Posté par atempodiblog le 11 mai 2016

Intervista di Radio Maria Rwanda ad Anathalia Mukamazimpaka, veggente della Madonna di Kibeho
Tratto da: Radio Maria Rwanda

Intervista di Radio Maria Rwanda ad Anathalia Mukamazimpaka, veggente della Madonna di Kibeho dans Apparizioni mariane e santuari Madonna-di-Kibeho

Radio Maria Rwanda: Siamo qui a Kibeho, ci vuole raccontare in breve qual è stato il messaggio che le ha trasmesso la Vergine Maria in questo luogo?

Anathalia: Grazie, per prima cosa vorrei presentarmi: Mi chiamo Anathalia Mukamazimpaka. Mi chiedete del messaggio che la Madre di Dio ha annunciato qui a Kibeho; la prima volta, lei si è rivelata a una bambina dal nome Alphonsine Mumureke, che stava studiando al collegio locale, il 28 novembre 1981. Questa scuola all’epoca si chiamava Collegio, ma attualmente è conosciuta come “Groupe Scolaire Mère de Dieu” (Scuola superiore Madre di Dio). Quando la Vergine Maria si rivelò ad Alphonsine per la prima volta, lei non la conosceva, ma Lei (la Vergine Maria) venne a dire che era la madre di Dio. Dopodiché, il 12 gennaio 1982, si rivelò a me, chiedendomi tre volte di perseverare nella preghiera e dicendomi che il mondo era in una condizione terribile. Continuò a parlare e mi diede degli altri messaggi, mettendo in rilievo il fatto che dobbiamo agire pensando al Paradiso, perché la nostra vita terrena è brevissima.

La Vergine Maria apparve anche alla terza bambina con cui studiavamo al Collegio, che si chiama Marie Claire Mukangango. A lei la Vergine Maria apparve con in mano un Rosario dei Sette Dolori e le disse:

“Anche se non conoscete questo rosario, io ve lo insegnerò perché possiate insegnarlo ai vostri amici”.

Ci appariva molto spesso al collegio in cui stavamo studiando, in particolare nel nostro dormitorio, che da poco era diventato una piccola cappella per le apparizioni. Lei ci appariva in questa cappella e poi, in seguito, in un altro luogo vicino alla cappella, dove ora si trova una statua della Vergine Maria, madre di Dio, vicino a dove si trovava il dormitorio.

[Registrazioni di punti etichettati]

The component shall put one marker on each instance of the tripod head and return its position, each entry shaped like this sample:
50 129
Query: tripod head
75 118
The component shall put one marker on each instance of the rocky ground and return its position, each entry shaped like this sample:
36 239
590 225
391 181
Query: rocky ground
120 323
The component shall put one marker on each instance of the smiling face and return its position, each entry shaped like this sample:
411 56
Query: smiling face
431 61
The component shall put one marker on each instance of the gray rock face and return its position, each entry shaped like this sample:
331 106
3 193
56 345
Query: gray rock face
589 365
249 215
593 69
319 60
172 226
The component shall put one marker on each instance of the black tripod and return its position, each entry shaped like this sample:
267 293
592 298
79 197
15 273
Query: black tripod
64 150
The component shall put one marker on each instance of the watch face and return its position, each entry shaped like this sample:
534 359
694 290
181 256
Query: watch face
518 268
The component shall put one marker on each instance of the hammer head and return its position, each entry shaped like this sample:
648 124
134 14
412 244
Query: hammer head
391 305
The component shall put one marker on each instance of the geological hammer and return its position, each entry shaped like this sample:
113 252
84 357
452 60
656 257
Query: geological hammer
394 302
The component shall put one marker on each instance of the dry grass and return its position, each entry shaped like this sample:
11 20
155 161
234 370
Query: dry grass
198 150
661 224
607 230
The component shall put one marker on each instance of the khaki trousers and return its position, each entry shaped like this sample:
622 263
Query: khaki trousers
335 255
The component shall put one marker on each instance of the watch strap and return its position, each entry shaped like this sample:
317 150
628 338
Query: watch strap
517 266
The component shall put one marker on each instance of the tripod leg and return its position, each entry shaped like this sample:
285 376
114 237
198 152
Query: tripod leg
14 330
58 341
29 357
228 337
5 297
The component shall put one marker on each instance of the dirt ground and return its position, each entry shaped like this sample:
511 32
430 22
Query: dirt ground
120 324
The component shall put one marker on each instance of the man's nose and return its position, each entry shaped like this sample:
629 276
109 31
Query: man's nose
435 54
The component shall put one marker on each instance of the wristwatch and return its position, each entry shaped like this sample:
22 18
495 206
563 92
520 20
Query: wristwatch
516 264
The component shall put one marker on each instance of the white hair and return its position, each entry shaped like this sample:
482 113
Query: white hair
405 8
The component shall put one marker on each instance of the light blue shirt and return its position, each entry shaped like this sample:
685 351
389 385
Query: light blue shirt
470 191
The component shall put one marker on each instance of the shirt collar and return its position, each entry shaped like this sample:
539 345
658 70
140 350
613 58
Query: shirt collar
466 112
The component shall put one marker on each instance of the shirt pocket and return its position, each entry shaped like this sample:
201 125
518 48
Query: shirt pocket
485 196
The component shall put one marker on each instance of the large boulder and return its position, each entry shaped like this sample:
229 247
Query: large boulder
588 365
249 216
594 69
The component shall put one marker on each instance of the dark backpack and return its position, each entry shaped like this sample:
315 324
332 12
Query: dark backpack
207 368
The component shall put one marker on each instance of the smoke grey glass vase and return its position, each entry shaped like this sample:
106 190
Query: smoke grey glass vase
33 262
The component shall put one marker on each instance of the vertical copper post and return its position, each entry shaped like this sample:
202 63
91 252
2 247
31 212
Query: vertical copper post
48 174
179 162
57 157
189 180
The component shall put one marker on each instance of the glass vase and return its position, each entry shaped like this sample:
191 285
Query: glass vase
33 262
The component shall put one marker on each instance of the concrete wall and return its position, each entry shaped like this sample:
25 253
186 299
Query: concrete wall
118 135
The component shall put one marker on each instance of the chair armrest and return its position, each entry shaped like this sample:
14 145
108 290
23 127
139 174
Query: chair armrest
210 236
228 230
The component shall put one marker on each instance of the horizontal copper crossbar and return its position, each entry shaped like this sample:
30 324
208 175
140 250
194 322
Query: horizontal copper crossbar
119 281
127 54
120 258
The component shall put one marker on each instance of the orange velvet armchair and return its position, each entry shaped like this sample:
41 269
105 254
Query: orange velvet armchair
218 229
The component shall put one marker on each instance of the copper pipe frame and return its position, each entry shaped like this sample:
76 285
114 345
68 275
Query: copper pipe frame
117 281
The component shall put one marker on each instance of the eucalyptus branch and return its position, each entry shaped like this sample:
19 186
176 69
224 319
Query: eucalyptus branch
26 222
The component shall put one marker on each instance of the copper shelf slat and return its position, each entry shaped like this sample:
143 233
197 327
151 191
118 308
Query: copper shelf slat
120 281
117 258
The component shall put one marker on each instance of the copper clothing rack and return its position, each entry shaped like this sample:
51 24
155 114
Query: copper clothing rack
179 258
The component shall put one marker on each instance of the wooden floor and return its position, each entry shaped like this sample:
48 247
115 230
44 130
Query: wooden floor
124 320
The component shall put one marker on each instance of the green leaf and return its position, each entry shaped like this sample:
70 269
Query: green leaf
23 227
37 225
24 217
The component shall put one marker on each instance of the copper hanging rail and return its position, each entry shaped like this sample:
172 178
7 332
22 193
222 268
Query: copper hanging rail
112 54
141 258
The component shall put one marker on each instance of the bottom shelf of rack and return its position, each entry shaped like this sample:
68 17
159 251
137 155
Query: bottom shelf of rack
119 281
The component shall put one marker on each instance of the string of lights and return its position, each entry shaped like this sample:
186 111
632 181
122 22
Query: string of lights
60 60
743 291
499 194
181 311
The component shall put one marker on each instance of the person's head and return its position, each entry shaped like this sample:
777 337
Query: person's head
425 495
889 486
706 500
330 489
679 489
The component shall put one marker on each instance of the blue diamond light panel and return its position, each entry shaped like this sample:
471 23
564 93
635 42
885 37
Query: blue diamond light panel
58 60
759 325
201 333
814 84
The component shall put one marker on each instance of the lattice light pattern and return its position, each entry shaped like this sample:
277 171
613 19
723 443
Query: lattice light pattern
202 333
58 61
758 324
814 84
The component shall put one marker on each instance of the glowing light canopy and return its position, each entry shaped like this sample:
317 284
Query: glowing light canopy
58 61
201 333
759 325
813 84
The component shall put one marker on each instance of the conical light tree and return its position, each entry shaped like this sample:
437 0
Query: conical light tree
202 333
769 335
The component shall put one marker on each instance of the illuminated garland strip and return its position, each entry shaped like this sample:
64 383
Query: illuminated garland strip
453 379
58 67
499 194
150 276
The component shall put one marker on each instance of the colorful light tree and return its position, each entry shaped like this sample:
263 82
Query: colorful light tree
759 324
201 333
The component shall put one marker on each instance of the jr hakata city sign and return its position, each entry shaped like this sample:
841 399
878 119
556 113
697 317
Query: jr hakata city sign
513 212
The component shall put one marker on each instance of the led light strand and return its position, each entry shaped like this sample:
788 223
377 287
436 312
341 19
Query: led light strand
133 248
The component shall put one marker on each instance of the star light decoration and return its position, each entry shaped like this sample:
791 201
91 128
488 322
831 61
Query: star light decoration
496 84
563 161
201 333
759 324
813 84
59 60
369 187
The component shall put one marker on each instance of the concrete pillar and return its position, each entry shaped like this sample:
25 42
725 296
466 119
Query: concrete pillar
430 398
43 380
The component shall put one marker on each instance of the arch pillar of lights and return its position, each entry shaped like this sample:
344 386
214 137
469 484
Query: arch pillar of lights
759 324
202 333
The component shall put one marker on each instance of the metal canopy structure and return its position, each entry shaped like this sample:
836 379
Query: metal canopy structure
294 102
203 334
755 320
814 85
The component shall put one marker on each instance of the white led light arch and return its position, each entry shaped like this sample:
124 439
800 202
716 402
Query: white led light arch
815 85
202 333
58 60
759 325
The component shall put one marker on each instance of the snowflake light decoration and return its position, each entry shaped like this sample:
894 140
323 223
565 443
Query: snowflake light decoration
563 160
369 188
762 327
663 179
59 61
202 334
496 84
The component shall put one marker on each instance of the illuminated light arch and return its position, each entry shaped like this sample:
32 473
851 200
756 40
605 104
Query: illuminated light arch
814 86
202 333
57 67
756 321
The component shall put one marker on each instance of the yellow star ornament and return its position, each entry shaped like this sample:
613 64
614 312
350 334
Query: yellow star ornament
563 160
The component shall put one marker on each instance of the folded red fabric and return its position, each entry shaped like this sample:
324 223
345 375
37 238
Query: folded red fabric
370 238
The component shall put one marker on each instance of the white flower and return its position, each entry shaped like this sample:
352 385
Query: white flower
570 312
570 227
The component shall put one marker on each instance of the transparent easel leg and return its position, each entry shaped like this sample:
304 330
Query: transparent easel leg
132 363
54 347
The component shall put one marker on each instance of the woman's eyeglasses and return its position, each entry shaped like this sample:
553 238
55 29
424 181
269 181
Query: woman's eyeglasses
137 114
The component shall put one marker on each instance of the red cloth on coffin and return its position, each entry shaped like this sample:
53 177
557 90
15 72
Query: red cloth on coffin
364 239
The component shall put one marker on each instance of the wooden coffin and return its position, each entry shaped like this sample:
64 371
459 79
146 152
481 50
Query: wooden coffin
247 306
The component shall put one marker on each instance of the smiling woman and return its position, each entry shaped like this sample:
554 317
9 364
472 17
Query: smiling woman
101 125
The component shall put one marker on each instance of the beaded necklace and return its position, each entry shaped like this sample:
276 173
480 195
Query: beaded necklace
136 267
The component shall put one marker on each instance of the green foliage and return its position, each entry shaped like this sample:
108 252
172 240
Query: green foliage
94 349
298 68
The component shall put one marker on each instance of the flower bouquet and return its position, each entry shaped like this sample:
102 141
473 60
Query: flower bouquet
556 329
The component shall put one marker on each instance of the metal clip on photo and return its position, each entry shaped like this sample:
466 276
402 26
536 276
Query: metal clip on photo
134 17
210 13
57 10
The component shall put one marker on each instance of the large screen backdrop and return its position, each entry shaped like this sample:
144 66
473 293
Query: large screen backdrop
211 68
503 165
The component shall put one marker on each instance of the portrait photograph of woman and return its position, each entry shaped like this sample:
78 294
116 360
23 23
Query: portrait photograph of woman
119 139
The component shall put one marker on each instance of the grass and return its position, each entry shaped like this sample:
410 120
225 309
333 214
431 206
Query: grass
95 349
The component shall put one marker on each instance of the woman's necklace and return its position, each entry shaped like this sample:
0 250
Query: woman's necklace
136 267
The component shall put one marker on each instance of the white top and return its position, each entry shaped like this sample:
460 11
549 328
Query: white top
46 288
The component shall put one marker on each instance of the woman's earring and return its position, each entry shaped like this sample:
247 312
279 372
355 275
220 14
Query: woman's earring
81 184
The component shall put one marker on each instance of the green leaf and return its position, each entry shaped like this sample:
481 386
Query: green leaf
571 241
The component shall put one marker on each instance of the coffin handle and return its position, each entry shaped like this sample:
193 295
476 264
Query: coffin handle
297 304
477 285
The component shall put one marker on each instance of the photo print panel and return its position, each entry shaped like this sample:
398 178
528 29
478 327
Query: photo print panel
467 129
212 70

Cose da fare:
a) Ricopia dall'intervista il passo che si apre con le parole contenenti "La Vergine Maria apparve anche" e si chiude con "trovava il dormitorio.".
b) Per favore, indica se ciascuna affermazione concorda con l'intervista, rispondendo sì o no e citando alla lettera le parole decisive: (i) la prima apparizione ad Alphonsine Mumureke avvenne il 28 novembre 1981; (ii) la Vergine Maria si rivelò ad Anathalia il 12 gennaio 1981; (iii) a Marie Claire Mukangango la Vergine Maria apparve con in mano un Rosario dei Sette Dolori.

Soluzioni degli esercizi:
a)
La Vergine Maria apparve anche alla terza bambina con cui studiavamo al Collegio, che si chiama Marie Claire Mukangango. A lei la Vergine Maria apparve con in mano un Rosario dei Sette Dolori e le disse:

“Anche se non conoscete questo rosario, io ve lo insegnerò perché possiate insegnarlo ai vostri amici”.

Ci appariva molto spesso al collegio in cui stavamo studiando, in particolare nel nostro dormitorio, che da poco era diventato una piccola cappella per le apparizioni. Lei ci appariva in questa cappella e poi, in seguito, in un altro luogo vicino alla cappella, dove ora si trova una statua della Vergine Maria, madre di Dio, vicino a dove si trovava il dormitorio.

b)
(i) Sì: "la prima volta, lei si è rivelata a una bambina dal nome Alphonsine Mumureke, che stava studiando al collegio locale, il 28 novembre 1981".
(ii) No: "Dopodiché, il 12 gennaio 1982, si rivelò a me".
(iii) Sì: "A lei la Vergine Maria apparve con in mano un Rosario dei Sette Dolori".